— begin —

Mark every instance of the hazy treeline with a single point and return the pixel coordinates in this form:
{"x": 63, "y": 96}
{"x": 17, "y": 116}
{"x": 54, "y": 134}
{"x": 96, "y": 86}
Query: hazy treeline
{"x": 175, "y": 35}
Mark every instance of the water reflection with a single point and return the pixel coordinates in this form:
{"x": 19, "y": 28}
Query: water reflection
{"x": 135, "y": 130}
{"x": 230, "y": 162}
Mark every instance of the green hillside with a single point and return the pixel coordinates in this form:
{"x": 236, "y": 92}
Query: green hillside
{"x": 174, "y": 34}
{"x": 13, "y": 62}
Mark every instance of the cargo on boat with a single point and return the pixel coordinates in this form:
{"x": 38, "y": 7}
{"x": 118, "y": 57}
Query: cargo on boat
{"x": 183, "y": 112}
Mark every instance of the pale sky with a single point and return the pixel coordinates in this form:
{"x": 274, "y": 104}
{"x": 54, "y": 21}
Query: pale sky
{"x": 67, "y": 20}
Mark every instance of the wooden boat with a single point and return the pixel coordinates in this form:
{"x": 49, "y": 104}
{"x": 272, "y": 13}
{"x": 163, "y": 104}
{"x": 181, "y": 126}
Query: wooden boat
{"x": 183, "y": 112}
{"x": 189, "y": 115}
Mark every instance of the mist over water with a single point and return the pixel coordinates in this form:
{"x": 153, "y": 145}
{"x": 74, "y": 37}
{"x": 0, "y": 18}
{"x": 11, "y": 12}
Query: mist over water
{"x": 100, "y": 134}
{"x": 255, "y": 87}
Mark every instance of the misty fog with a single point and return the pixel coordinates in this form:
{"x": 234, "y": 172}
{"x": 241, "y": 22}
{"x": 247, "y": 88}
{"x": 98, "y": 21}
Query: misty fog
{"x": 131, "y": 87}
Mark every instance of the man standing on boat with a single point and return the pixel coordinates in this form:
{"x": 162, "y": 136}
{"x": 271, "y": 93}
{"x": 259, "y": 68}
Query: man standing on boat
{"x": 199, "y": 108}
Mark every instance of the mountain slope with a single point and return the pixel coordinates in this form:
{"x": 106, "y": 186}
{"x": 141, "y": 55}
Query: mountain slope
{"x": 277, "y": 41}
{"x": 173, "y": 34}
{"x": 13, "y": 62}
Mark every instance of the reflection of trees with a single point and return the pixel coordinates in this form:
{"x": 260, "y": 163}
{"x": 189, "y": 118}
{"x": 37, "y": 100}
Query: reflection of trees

— end —

Exercise —
Restate every entry word for word.

Written solution —
Mark every instance of the hazy treeline with a single point and return the pixel coordinates in this form:
{"x": 63, "y": 96}
{"x": 17, "y": 116}
{"x": 54, "y": 134}
{"x": 96, "y": 86}
Query: hazy treeline
{"x": 175, "y": 35}
Mark every instance of the water reflection with a single point and return the pixel coordinates in this form:
{"x": 19, "y": 28}
Query: water reflection
{"x": 135, "y": 130}
{"x": 230, "y": 162}
Mark every instance of the green hillside with a single point and return the pixel coordinates in this form:
{"x": 236, "y": 92}
Query: green hillside
{"x": 174, "y": 34}
{"x": 13, "y": 62}
Mark every instance of the cargo on boat with a single point and return the pixel coordinates in this form:
{"x": 38, "y": 7}
{"x": 118, "y": 57}
Query: cargo on boat
{"x": 183, "y": 112}
Mark every instance of the pale sky with a single point and return the pixel coordinates in this form:
{"x": 274, "y": 104}
{"x": 54, "y": 21}
Query: pale sky
{"x": 67, "y": 20}
Mark every instance of the wooden boat with a single point and return the pixel coordinates in this form:
{"x": 49, "y": 104}
{"x": 272, "y": 13}
{"x": 163, "y": 104}
{"x": 181, "y": 126}
Query: wooden boat
{"x": 183, "y": 112}
{"x": 189, "y": 115}
Mark every instance of the mist over water with a single point and return the pixel coordinates in this form:
{"x": 153, "y": 145}
{"x": 74, "y": 37}
{"x": 0, "y": 18}
{"x": 11, "y": 12}
Query: mist over water
{"x": 100, "y": 134}
{"x": 255, "y": 87}
Mark every instance of the misty fog with a single point and return the pixel coordinates in this form:
{"x": 234, "y": 172}
{"x": 241, "y": 22}
{"x": 247, "y": 88}
{"x": 98, "y": 21}
Query: misty fog
{"x": 131, "y": 87}
Mark every instance of the man standing on boat with a single point and return the pixel coordinates in this form:
{"x": 162, "y": 136}
{"x": 271, "y": 93}
{"x": 259, "y": 68}
Query: man standing on boat
{"x": 199, "y": 108}
Mark every instance of the mountain slope with a single point and return the pixel coordinates in this form:
{"x": 106, "y": 186}
{"x": 141, "y": 55}
Query: mountain slope
{"x": 277, "y": 41}
{"x": 173, "y": 34}
{"x": 13, "y": 62}
Mark every instance of the reflection of trees with a single point and return the pixel coordinates in this form:
{"x": 260, "y": 163}
{"x": 189, "y": 118}
{"x": 37, "y": 100}
Query: reflection of trees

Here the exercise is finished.